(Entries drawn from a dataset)
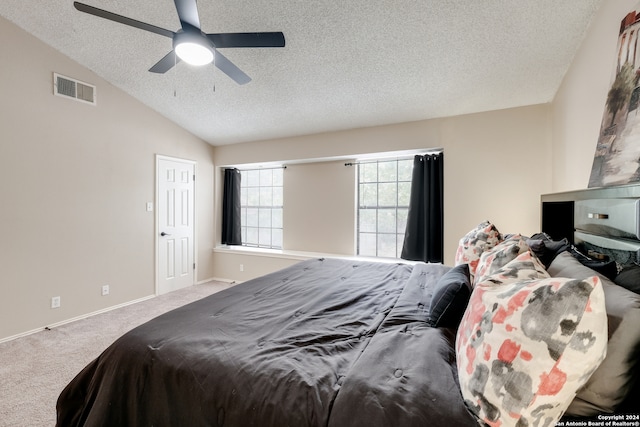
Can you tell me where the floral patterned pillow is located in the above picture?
[456,252,607,427]
[474,234,529,285]
[455,221,503,282]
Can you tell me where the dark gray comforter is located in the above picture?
[57,259,477,427]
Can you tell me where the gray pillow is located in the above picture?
[547,252,640,416]
[429,264,471,328]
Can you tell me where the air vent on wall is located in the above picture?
[53,73,96,105]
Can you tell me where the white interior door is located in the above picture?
[156,157,195,294]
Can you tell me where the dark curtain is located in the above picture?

## Given instruction
Rewrite every line of the items above as a numbered list, omitting blank lines and excluding the pictures.

## Task response
1. Can you tell me where the floral patterned pillow is located in the above picture?
2. [456,252,607,427]
3. [474,234,529,285]
4. [455,221,503,282]
5. Can you tell me where the dark gray comforter is located in the above picture?
6. [57,259,477,427]
7. Can you tell me where the gray pillow is located in the above picture?
8. [547,252,640,416]
9. [429,264,471,328]
10. Can you tell me where the air vent on wall is located in the above picture?
11. [53,73,96,105]
12. Can you tell me where the white interior door is located in the above picture?
13. [156,157,195,294]
14. Can you tell me where the dark curtain is located in the above picture?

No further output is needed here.